TASK REQUIREMENTS:
Write out the data below, from the line with "find | white shirt" up to and including the line with "column 142, row 295", reproducing every line without change.

DATA ROWS:
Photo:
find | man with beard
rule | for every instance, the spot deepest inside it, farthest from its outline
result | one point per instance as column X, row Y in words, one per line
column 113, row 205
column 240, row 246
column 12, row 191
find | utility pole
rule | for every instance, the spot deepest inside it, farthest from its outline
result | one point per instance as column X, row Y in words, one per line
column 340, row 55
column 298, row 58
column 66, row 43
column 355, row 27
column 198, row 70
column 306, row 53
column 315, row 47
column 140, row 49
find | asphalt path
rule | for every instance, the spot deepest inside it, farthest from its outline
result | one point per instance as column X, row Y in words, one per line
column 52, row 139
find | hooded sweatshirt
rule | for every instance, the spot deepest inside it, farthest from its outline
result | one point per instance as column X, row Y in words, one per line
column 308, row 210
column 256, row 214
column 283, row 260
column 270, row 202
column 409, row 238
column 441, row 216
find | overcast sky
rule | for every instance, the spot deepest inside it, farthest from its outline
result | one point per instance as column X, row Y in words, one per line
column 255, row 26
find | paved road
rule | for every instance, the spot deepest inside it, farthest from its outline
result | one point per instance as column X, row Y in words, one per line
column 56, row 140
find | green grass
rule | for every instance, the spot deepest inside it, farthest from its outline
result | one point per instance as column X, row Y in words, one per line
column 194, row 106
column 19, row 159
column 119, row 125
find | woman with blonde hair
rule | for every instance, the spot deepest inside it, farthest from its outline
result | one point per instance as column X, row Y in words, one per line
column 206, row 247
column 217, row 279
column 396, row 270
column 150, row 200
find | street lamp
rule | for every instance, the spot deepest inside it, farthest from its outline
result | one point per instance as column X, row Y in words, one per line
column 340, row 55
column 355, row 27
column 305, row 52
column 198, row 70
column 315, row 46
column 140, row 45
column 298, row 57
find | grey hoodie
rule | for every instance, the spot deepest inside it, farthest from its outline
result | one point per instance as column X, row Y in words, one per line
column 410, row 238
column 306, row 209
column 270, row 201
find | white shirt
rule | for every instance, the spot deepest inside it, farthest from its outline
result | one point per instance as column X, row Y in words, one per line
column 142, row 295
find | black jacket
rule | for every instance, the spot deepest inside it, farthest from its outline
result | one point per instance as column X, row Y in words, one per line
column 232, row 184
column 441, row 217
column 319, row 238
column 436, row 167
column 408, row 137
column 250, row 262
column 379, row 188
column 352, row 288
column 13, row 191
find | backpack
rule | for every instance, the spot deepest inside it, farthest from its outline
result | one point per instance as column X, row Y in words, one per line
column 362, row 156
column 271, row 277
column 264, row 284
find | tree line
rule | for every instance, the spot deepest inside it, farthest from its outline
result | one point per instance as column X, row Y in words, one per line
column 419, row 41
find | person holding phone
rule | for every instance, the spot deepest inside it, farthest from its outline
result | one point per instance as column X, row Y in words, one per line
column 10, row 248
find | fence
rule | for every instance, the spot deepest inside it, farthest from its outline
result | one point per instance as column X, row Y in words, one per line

RESPONSE FOR THIS EXERCISE:
find | white shirt
rule | for every instance, the spot deepest inside it, farthest from its outline
result | one point per instance as column X, row Y in words, one per line
column 142, row 295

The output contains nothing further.